LISTED RECORDS ▸
========================================================================

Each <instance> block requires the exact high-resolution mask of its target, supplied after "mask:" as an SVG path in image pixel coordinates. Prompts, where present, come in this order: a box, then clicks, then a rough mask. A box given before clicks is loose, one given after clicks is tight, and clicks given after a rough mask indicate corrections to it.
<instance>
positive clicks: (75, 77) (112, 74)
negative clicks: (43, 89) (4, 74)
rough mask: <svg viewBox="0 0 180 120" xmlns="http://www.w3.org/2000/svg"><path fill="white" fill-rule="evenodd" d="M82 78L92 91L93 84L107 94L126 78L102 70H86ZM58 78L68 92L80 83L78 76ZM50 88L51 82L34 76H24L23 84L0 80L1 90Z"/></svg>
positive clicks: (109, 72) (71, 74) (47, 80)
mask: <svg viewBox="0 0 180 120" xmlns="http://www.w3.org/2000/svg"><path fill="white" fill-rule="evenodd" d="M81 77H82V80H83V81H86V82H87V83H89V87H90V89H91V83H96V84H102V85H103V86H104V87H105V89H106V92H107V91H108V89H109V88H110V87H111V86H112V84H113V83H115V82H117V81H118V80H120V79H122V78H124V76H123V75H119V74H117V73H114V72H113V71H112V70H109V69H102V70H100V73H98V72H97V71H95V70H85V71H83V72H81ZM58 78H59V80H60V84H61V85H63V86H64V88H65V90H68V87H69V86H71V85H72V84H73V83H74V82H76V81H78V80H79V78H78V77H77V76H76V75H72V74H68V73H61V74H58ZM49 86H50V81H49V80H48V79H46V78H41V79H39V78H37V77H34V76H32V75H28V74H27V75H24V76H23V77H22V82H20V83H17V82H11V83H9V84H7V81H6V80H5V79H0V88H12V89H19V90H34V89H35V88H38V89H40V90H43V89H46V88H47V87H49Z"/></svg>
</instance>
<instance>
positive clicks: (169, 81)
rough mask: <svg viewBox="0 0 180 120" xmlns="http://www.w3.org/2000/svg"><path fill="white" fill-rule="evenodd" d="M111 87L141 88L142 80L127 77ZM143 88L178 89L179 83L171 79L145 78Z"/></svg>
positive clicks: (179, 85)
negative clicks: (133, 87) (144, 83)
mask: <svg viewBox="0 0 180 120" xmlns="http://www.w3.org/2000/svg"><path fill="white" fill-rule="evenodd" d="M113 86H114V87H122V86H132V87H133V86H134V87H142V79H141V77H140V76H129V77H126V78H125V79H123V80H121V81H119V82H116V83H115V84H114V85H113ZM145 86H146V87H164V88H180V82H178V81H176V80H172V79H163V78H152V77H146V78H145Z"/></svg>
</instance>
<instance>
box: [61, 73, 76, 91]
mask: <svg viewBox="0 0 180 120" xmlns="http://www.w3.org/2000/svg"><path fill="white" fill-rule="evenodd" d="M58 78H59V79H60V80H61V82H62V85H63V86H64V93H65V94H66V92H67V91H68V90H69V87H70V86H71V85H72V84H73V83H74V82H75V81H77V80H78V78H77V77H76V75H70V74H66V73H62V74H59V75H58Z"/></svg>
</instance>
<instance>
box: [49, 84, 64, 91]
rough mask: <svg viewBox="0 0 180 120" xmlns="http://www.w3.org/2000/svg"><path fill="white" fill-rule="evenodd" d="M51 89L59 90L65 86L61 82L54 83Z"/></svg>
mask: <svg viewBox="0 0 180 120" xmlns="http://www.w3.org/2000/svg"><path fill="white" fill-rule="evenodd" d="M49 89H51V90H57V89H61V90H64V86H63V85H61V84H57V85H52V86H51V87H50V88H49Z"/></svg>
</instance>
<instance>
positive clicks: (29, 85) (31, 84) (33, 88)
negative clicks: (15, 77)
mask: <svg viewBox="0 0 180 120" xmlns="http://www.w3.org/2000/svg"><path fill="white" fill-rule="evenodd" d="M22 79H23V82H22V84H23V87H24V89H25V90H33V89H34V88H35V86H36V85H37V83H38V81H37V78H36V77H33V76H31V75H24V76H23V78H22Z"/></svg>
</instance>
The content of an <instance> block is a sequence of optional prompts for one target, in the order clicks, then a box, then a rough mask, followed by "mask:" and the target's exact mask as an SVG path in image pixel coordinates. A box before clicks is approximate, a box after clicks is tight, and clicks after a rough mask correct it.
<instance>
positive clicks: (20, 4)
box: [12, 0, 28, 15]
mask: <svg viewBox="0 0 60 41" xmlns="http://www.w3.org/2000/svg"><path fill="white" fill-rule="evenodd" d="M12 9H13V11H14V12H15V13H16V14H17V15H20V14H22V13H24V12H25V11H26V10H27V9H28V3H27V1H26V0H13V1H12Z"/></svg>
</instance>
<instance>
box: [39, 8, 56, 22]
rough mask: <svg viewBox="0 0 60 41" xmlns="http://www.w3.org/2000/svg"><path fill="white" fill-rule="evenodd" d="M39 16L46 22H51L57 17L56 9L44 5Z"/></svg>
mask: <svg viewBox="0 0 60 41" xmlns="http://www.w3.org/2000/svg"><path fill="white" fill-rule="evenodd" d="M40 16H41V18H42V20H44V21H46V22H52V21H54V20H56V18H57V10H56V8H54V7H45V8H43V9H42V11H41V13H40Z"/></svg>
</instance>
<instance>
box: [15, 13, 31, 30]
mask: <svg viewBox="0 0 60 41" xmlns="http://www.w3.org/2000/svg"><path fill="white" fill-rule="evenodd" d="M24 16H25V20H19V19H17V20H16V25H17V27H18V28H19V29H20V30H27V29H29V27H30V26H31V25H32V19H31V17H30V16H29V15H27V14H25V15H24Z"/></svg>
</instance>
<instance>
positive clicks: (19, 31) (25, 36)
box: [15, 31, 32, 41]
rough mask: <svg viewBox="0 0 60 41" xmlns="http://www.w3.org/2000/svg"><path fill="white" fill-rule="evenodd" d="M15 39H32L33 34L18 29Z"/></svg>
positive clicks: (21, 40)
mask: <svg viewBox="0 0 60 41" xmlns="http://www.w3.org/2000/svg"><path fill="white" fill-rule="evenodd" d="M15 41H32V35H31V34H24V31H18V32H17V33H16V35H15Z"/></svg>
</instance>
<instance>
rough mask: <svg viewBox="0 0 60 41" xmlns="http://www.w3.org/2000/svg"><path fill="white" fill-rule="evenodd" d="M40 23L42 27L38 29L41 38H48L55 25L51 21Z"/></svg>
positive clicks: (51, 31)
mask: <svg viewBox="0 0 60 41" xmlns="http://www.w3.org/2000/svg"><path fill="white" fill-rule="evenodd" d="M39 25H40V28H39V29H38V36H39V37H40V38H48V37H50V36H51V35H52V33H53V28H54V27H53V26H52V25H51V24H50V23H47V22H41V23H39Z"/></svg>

========================================================================

TASK TO CARRY OUT ▸
Return all the data above once more, precisely as given.

ANSWER AREA ▸
Each <instance> block requires the exact high-resolution mask of its target, supplied after "mask:" as an SVG path in image pixel coordinates. Prompts, where present, come in this order: a box, then clicks, then a rough mask. A box given before clicks is loose, one given after clicks is tight, and clicks given after a rough mask indicate corrections to it.
<instance>
positive clicks: (75, 77) (112, 74)
negative clicks: (43, 89) (4, 74)
rough mask: <svg viewBox="0 0 180 120" xmlns="http://www.w3.org/2000/svg"><path fill="white" fill-rule="evenodd" d="M82 78L92 91L93 84L107 94L126 78L102 70H86ZM58 78L68 92L80 83L78 76ZM50 88L51 82L34 76H24L23 84L0 80L1 90Z"/></svg>
positive clicks: (109, 72) (71, 74) (47, 80)
mask: <svg viewBox="0 0 180 120" xmlns="http://www.w3.org/2000/svg"><path fill="white" fill-rule="evenodd" d="M81 77H82V80H83V81H86V82H87V83H89V87H90V89H91V83H96V84H102V85H103V86H104V87H105V89H106V92H107V91H108V89H109V88H110V87H111V86H112V84H113V83H115V82H117V81H118V80H120V79H122V78H124V76H123V75H119V74H117V73H114V72H113V71H112V70H109V69H102V70H100V73H98V72H97V71H95V70H85V71H83V72H81ZM58 78H59V80H60V84H61V85H63V86H64V88H65V90H68V87H69V86H71V85H72V84H73V83H74V82H76V81H78V80H79V78H78V77H77V76H76V75H72V74H68V73H61V74H58ZM49 86H50V81H49V80H48V79H46V78H41V79H39V78H37V77H34V76H32V75H28V74H27V75H24V76H23V77H22V82H20V83H17V82H11V83H9V84H7V81H6V80H5V79H0V88H12V89H19V90H34V89H35V88H38V89H40V90H43V89H46V88H47V87H49Z"/></svg>
</instance>
<instance>
positive clicks: (169, 81)
rough mask: <svg viewBox="0 0 180 120" xmlns="http://www.w3.org/2000/svg"><path fill="white" fill-rule="evenodd" d="M111 87L141 88L142 80L127 77ZM143 88L178 89L179 83L171 79L145 78Z"/></svg>
positive clicks: (179, 85)
negative clicks: (133, 87) (144, 83)
mask: <svg viewBox="0 0 180 120" xmlns="http://www.w3.org/2000/svg"><path fill="white" fill-rule="evenodd" d="M113 86H114V87H122V86H132V87H133V86H134V87H142V79H141V77H140V76H129V77H126V78H125V79H123V80H121V81H119V82H116V83H115V84H114V85H113ZM145 86H146V87H164V88H180V82H178V81H176V80H172V79H163V78H152V77H146V78H145Z"/></svg>
</instance>
<instance>
box: [61, 73, 76, 91]
mask: <svg viewBox="0 0 180 120" xmlns="http://www.w3.org/2000/svg"><path fill="white" fill-rule="evenodd" d="M58 78H59V79H60V80H61V82H62V85H63V86H64V93H65V94H66V92H67V91H68V90H69V87H70V86H71V85H72V84H73V83H74V82H75V81H77V80H78V78H77V77H76V75H70V74H66V73H62V74H59V75H58Z"/></svg>
</instance>
<instance>
box: [49, 84, 64, 91]
rough mask: <svg viewBox="0 0 180 120" xmlns="http://www.w3.org/2000/svg"><path fill="white" fill-rule="evenodd" d="M51 89L59 90L65 86L61 82L54 83Z"/></svg>
mask: <svg viewBox="0 0 180 120" xmlns="http://www.w3.org/2000/svg"><path fill="white" fill-rule="evenodd" d="M49 89H51V90H57V89H61V90H64V86H63V85H61V84H57V85H52V86H51V87H50V88H49Z"/></svg>
</instance>
<instance>
positive clicks: (29, 85) (31, 84) (33, 88)
negative clicks: (15, 77)
mask: <svg viewBox="0 0 180 120" xmlns="http://www.w3.org/2000/svg"><path fill="white" fill-rule="evenodd" d="M22 79H23V82H22V84H23V87H24V89H25V90H33V89H34V88H35V86H36V85H37V83H38V81H37V78H36V77H33V76H31V75H24V76H23V78H22Z"/></svg>
</instance>
The content of an <instance> block is a sequence of optional prompts for one target, in the order clicks, then a box, then a rough mask, followed by "mask:" and the target's exact mask as an SVG path in image pixel coordinates. A box before clicks is approximate, a box after clicks is tight, and clicks after a rough mask correct it.
<instance>
positive clicks: (20, 4)
box: [12, 0, 28, 15]
mask: <svg viewBox="0 0 60 41" xmlns="http://www.w3.org/2000/svg"><path fill="white" fill-rule="evenodd" d="M12 9H13V11H14V12H15V13H16V14H17V15H20V14H22V13H24V12H25V11H26V10H27V9H28V3H27V1H26V0H13V1H12Z"/></svg>
</instance>
<instance>
box: [39, 8, 56, 22]
rough mask: <svg viewBox="0 0 60 41" xmlns="http://www.w3.org/2000/svg"><path fill="white" fill-rule="evenodd" d="M39 16L46 22H51L57 17L56 9L44 5Z"/></svg>
mask: <svg viewBox="0 0 60 41" xmlns="http://www.w3.org/2000/svg"><path fill="white" fill-rule="evenodd" d="M40 16H41V18H42V20H44V21H46V22H52V21H54V20H56V18H57V10H56V8H54V7H45V8H43V9H42V11H41V13H40Z"/></svg>
</instance>
<instance>
box: [15, 13, 31, 30]
mask: <svg viewBox="0 0 60 41" xmlns="http://www.w3.org/2000/svg"><path fill="white" fill-rule="evenodd" d="M24 16H25V20H19V19H17V20H16V25H17V27H18V28H19V29H20V30H27V29H29V27H30V26H31V25H32V19H31V17H30V16H29V15H27V14H25V15H24Z"/></svg>
</instance>
<instance>
positive clicks: (19, 31) (25, 36)
box: [15, 31, 32, 41]
rough mask: <svg viewBox="0 0 60 41" xmlns="http://www.w3.org/2000/svg"><path fill="white" fill-rule="evenodd" d="M15 39H32L33 34L18 29Z"/></svg>
positive clicks: (21, 40)
mask: <svg viewBox="0 0 60 41" xmlns="http://www.w3.org/2000/svg"><path fill="white" fill-rule="evenodd" d="M15 41H32V35H31V34H24V31H18V32H17V33H16V35H15Z"/></svg>
</instance>
<instance>
rough mask: <svg viewBox="0 0 60 41" xmlns="http://www.w3.org/2000/svg"><path fill="white" fill-rule="evenodd" d="M40 23L42 27L38 29L41 38H48L55 25L51 21Z"/></svg>
positive clicks: (51, 31)
mask: <svg viewBox="0 0 60 41" xmlns="http://www.w3.org/2000/svg"><path fill="white" fill-rule="evenodd" d="M39 25H40V28H39V29H38V36H39V37H40V38H48V37H50V36H51V35H52V33H53V28H54V27H53V26H52V25H51V24H50V23H47V22H41V23H39Z"/></svg>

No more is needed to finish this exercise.